» **Directions for this task**
In the stretch of the HMRC R&D statistics article from "The most positive" through "as a whole.", swap "great news" for "welcome news" and give that stretch back.

» **Article**
The annual R and D Statistics Report 2017 was published by HMRC last month. Broadly speaking, it looks at how many R & D tax credits claims have been submitted and how much these claims cost the Exchequer. As ever, the devil is in the detail, with more interesting information such as the makeup of claims by scheme, region and industry sector (amongst other factors).

The most positive outcome of the 2017 report is that total R & D claims have increased by 19%, since 2015-16, to 26,255. This is great news for individual businesses and the economy as a whole.

As you can imagine, it is a rather dry document (you can download the full HMRC pdf version here) the  filled with tables of figures which present a range of information about the R and D Tax Credit Scheme. We focus on the main outcomes and give them some context where

What information are the statistics based on?

It is crucial to know what information any statistics are based on in order to assess their credibility. For this report, the information from company’s CT600 Corporation Tax forms is collated and considered alongside other “management information” held by HMRC.

Information included in your CT600:

  • Total amount of R and D expenditure
  • How much R and D tax credit you are paid
  • Which scheme you are applying under: SME, Large Company or RDEC

These figures are based on the 2015-16 tax year, which had a deadline for returns of 30th June 2017.

Note: It could appear that the numbers don’t tally up as there are more claims made than there are companies making a claim. This is because you can make more than one claim each year. A company could have more than one accounting period ending in this year, or make claims under different schemes.

» **Record list**
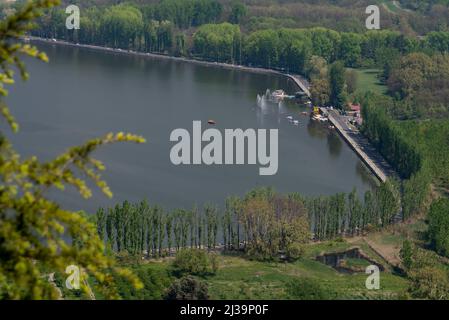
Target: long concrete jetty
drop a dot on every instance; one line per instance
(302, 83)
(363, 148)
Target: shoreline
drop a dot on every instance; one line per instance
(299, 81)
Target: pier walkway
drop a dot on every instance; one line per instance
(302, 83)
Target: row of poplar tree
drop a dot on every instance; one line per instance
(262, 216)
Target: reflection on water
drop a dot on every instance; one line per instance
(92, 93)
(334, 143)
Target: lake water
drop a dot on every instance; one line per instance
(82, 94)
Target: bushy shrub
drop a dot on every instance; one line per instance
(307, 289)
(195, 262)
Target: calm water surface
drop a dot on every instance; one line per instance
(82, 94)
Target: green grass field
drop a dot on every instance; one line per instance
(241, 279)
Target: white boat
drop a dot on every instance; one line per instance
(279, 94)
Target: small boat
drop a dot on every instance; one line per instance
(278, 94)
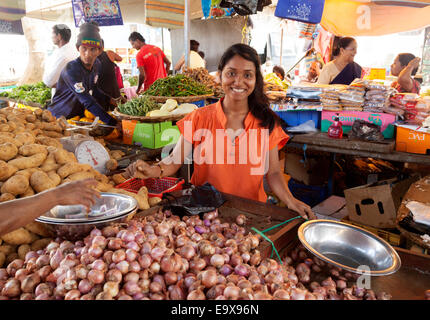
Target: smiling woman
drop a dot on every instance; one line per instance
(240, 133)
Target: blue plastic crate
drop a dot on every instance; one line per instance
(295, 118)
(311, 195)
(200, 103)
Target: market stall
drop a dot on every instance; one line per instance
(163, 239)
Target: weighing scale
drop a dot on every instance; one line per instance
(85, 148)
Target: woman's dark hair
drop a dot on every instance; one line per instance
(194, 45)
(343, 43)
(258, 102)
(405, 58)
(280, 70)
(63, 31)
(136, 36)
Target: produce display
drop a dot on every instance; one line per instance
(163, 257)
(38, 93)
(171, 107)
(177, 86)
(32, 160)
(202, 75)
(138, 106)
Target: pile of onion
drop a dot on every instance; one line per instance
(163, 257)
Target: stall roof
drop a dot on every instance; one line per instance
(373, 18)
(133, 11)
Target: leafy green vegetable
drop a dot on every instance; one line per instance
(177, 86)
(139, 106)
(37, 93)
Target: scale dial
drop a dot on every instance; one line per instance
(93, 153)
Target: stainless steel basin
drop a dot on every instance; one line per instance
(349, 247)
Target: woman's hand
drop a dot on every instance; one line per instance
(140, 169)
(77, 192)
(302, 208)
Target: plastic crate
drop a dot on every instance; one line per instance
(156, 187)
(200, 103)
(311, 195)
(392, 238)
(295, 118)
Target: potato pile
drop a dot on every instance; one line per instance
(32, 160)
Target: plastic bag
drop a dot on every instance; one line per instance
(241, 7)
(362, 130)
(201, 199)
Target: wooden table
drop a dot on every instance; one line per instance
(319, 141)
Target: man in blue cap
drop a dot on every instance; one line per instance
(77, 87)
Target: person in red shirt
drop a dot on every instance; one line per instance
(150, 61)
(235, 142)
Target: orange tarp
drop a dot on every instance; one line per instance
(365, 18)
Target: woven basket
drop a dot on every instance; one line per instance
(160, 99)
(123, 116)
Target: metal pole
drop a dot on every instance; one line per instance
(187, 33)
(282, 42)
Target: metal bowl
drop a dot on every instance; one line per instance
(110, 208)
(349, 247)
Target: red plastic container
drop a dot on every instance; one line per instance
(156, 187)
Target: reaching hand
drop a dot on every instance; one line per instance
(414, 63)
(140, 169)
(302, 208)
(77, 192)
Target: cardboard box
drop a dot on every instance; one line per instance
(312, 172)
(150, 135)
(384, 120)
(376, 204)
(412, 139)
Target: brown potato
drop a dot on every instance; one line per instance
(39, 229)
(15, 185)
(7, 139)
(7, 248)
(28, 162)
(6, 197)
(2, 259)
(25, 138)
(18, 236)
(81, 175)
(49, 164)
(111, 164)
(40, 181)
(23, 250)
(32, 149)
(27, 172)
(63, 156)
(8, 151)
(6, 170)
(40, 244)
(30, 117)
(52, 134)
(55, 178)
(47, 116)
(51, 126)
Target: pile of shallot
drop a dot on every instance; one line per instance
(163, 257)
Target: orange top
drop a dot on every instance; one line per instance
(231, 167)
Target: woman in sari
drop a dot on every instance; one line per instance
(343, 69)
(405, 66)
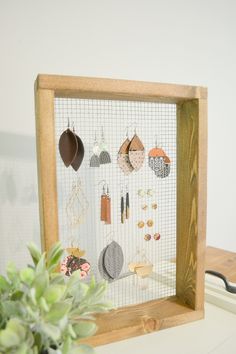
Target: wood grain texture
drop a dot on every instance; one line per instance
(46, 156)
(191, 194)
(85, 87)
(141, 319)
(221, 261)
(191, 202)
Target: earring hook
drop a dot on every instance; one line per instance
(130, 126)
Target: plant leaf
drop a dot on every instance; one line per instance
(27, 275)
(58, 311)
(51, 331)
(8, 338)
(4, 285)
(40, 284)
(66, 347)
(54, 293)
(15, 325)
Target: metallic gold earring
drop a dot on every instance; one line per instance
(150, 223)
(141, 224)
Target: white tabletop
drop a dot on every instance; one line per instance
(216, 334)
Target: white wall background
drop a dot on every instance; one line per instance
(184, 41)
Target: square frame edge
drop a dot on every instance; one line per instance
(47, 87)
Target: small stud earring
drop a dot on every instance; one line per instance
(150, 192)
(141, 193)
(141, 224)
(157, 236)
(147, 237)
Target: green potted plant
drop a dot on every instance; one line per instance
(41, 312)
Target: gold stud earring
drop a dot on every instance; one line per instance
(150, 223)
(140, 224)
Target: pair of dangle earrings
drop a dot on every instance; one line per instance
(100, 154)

» **Result of this task**
The most positive outcome of the 2017 report is that total R & D claims have increased by 19%, since 2015-16, to 26,255. This is welcome news for individual businesses and the economy as a whole.